Moses suggests a mix of uniformed and plainclothes guards. "Uniforms are a deterrent at entrances and other points of access, but they can give guests the impression that something is wrong," he says. "You need a balance."

He also recommends a security survey of the venue and the creation of a security plan, including a timeline and operations plan. He explains: "The operations plan tells when the entrance doors will open; what qualifies a guest to be admitted, such as a pass or invitation; and post-event security--getting everyone out of the area with no problem."

Sally Webb, managing director of The Special Event Co. in London, agrees that thorough planning and communication are vital. In 1999, her firm has handled events for British royalty, international financiers and movie stars. "Make sure your security heads have a full production schedule and running order well in advance," she advises. "Fully brief the whole team on security before the event."

STAR-GAZING Events including celebrities demand that all security teams--the celebrity's, the event producer's and law enforcement--work together.

Kenneth Heidt, director of special events for Los Angeles-based Para-mount Pictures Studio Group, staged a celebrity-studded fund-raiser with former Beatle Paul McCartney as guest of honor. "And he had more security than Vice President Al Gore had when he was here two days earlier," Heidt says. The event went smoothly, thanks to extensive planning. "We must have had eight security meetings to go over everything--media credentialing, which gates which celebrities would use, and so on."

High-profile events bring another security challenge: the threat of protestors. "You never know who is going to be offended by or object to your function," cautions Chuck Vance, a former Secret Service agent who now heads security firm Vance International in Oakton, Va.

When protestors showed up at one of her events, Mona Meretsky, CSEP, president of Fort Lauderdale, Fla.-based Comcor Event and Meeting Productions, took action. "I went over to them with a security guard in tow to see if I could help," she says. "I listened to their concerns and reasons for being there and negotiated an agreement that they would leave if I convinced the person whose attention they were trying to get to come out and talk to them. Sometimes, just listening to reason helps."

Danielle Voorhies, marketing and public relations manager for the Overland Park, Kan.-based event company ASE Group, also stresses a commonsense approach. "More isn't always better. Do you really need an armed guard watching a room full of computers? Always consider what you are trying to protect and at what possible cost." She adds, "Know your insurance coverage and liability. And every company--whether you're a planner or security provider--should have an emergency plan."

[Extracted lines]
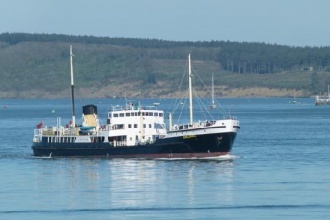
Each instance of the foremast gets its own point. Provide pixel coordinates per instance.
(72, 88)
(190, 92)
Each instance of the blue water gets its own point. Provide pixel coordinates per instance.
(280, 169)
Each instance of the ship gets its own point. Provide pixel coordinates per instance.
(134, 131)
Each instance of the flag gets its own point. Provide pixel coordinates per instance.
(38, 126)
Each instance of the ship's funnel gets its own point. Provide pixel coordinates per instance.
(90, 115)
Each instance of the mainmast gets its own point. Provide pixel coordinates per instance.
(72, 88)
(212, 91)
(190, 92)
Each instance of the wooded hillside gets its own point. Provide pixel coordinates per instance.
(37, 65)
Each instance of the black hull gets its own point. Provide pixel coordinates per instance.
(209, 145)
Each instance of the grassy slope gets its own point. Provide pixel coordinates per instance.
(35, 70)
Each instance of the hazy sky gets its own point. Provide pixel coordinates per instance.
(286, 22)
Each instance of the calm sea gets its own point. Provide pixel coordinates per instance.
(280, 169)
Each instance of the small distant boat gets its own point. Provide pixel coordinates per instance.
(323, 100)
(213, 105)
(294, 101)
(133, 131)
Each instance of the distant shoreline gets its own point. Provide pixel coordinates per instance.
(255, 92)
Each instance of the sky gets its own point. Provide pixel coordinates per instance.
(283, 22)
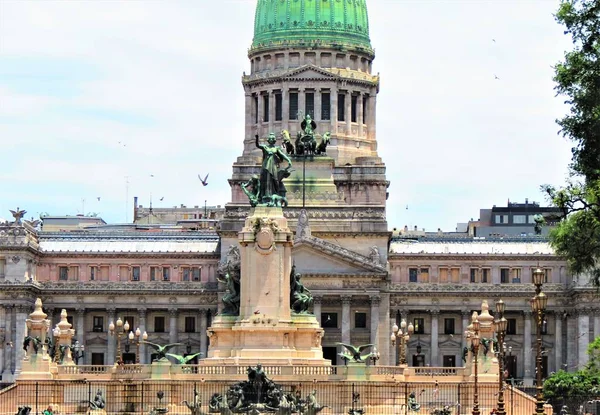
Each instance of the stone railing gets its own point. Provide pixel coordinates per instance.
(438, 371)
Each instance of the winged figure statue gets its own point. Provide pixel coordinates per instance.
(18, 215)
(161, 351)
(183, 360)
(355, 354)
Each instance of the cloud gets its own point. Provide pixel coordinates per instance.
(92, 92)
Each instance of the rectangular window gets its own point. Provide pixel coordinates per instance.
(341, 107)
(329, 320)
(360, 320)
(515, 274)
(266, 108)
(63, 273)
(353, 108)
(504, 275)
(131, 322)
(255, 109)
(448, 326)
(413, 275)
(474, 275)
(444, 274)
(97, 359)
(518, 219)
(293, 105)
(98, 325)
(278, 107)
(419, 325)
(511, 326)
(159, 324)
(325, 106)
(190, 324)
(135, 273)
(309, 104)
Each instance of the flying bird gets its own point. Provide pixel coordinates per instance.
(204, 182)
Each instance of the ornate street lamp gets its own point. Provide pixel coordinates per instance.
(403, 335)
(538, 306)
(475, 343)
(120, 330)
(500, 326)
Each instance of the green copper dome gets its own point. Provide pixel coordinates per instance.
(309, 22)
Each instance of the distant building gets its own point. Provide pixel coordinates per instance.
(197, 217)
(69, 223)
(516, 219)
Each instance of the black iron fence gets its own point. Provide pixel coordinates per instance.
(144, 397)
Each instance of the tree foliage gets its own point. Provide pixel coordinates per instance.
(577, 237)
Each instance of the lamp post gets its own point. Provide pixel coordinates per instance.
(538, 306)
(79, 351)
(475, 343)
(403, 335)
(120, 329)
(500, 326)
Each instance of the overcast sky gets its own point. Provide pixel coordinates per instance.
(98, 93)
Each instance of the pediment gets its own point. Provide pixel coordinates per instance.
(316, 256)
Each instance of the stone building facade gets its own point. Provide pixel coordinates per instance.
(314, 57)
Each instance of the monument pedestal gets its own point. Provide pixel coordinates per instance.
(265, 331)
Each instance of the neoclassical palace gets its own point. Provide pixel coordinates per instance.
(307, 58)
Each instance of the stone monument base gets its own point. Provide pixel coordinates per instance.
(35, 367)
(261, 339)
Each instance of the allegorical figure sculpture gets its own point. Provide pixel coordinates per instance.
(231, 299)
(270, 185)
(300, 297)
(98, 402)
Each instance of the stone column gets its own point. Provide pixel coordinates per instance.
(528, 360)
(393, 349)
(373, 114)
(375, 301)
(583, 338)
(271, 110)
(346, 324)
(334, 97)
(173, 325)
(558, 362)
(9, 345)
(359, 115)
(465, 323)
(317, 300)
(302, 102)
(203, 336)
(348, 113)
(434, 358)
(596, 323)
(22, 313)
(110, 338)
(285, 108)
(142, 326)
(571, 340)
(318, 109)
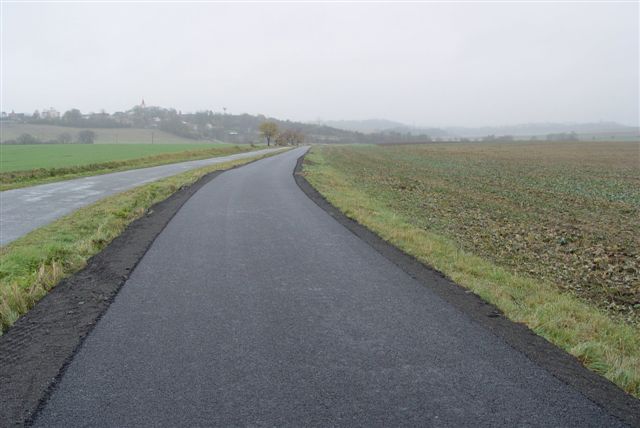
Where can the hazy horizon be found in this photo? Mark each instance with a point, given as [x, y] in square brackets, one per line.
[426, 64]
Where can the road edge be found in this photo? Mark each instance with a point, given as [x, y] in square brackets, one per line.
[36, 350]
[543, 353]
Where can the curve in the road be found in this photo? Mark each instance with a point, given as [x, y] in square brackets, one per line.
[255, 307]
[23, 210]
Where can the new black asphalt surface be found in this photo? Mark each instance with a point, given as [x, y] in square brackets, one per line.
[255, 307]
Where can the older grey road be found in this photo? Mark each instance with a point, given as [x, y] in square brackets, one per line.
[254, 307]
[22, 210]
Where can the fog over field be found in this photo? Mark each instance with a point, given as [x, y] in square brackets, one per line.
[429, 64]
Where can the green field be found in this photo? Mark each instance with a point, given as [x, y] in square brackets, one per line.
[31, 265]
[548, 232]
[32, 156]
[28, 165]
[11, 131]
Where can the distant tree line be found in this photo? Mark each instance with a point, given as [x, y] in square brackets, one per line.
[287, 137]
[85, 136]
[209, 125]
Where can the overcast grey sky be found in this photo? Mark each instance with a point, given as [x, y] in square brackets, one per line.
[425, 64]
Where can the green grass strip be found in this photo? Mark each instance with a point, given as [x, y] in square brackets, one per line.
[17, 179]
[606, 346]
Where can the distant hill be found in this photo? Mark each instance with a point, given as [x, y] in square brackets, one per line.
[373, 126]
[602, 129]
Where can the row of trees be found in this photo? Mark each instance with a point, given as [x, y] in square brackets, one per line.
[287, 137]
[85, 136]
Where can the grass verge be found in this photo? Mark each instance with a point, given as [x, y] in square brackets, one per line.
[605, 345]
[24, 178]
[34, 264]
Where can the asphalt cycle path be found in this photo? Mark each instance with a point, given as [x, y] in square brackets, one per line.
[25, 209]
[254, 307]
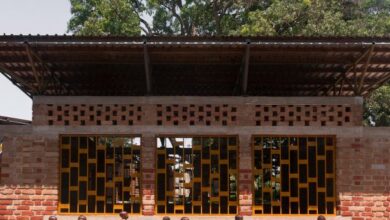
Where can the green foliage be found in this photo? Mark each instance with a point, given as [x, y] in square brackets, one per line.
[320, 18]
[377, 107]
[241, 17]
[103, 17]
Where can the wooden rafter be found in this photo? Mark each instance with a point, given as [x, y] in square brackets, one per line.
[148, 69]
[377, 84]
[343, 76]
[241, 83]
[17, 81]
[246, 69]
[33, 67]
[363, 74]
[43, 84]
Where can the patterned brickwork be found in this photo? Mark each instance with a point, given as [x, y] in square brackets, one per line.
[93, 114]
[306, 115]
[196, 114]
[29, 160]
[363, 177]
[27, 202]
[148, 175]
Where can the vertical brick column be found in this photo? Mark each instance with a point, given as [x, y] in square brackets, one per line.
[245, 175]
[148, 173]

→ TASK 1
In the article on event security:
(a) What impression does Moses say uniforms can give guests?
(b) How many security meetings does Heidt say they must have had?
(c) In what town is Vance International located?
→ TASK 2
Who are all the people quoted directly in the article on event security?
→ TASK 3
Would you carry on the article on event security from where it stops?
You won't need the lines for any of this.

→ ANSWER SPACE 1
(a) That something is wrong.
(b) Eight.
(c) Oakton, Va.

→ ANSWER SPACE 2
Moses, Sally Webb, Kenneth Heidt, Chuck Vance, Mona Meretsky, Danielle Voorhies

→ ANSWER SPACE 3
Some lessons you learn only through practice. Webb notes: "From bitter experience, we have learnt to advise the catering staff early when 'sniffer dogs' are cruising the building while food is in preparation!"

Resources: ASE Group, 913/339-9333; Comcor Event and Meeting Productions, 954/491-3233; Dallas Convention and Visitors Bureau, 214/571-1000; Hilton Hotels, 310/278-4321; Paramount Pictures Studio Group, 323/956-8398; Pinkerton Security, 818/569-5850; The Special Event Co., 011-44-(0)171-375-6081; Vance International, 703/385-6754

Former Secret Service agent turned security consultant Chuck Vance offers these tips:

* For social events, it's best to have a member of the host group control guest access. "You don't want a big burly security guy standing there at a wedding saying, 'Let me see your ticket,'" Vance says. "Instead, you want a nice hostess, backed up by a big burly guy if someone starts to cause a problem."

* To deter gate-crashers from pestering high-profile guests, you want high-profile security forces. "You will dissuade 99 percent of the problems from ever occurring," Vance says.

* Because the Secret Service checks out catering and hotel staff used for official visits, "ask which staff members were cleared by the Secret Service, then say you want to use those individuals at your event," Vance says.

* To ferret out fake members of the media, set up the credentialing session the day before the event.

* Keep your perspective: "You're far more likely to have a medical emergency than a security problem per se," Vance says.